■ **Excerpt to read**
The financial press has picked up on the idea of managed IRA accounts, and with good reason: Retirement savers have paid far too much for too long and often buy the wrong advice.
Convinced that they need to beat the market, investors pay oodles of money for active managers through mutual fund fees. What they miss out on is having a solid investment policy and a thoughtful asset allocation plan, which studies have shown gets you most of your return over time.
In fact, paying for stock selection and active trading provided only a slight advantage and did so while adding risk. As a portfolio becomes more volatile, inexperienced investors can fall victim to emotional trading traps — they are more likely to chase perceived winners and bail out of possible losers, greatly diminishing their overall performance.
What most retirement savers really need from a managed IRA is exactly the opposite of what they are likely to be sold. Rather than a collection of money managers who promise to wallop their benchmarks for a fee, they need passive investments that simply keep up at the lowest possible cost.

■ **Source information**
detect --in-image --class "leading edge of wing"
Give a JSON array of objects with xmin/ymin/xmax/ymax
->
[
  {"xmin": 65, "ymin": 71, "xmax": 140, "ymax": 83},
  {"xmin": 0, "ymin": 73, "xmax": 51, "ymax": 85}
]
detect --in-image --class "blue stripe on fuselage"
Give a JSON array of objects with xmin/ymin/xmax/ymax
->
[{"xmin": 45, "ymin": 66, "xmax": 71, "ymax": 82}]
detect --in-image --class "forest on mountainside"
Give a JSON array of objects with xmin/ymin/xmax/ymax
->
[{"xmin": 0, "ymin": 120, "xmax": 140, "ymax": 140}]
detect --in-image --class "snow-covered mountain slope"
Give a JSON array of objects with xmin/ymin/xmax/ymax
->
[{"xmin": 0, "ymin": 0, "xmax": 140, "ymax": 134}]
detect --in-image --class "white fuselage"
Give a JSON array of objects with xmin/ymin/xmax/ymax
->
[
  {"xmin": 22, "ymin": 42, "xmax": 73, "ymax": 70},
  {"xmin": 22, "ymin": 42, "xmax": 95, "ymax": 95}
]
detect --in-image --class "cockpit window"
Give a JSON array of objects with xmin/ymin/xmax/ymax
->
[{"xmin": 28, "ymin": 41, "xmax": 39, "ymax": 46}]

■ **Task details**
Transcribe the whole passage on managed IRA accounts word for word.

■ **Solution below**
The financial press has picked up on the idea of managed IRA accounts, and with good reason: Retirement savers have paid far too much for too long and often buy the wrong advice.
Convinced that they need to beat the market, investors pay oodles of money for active managers through mutual fund fees. What they miss out on is having a solid investment policy and a thoughtful asset allocation plan, which studies have shown gets you most of your return over time.
In fact, paying for stock selection and active trading provided only a slight advantage and did so while adding risk. As a portfolio becomes more volatile, inexperienced investors can fall victim to emotional trading traps — they are more likely to chase perceived winners and bail out of possible losers, greatly diminishing their overall performance.
What most retirement savers really need from a managed IRA is exactly the opposite of what they are likely to be sold. Rather than a collection of money managers who promise to wallop their benchmarks for a fee, they need passive investments that simply keep up at the lowest possible cost.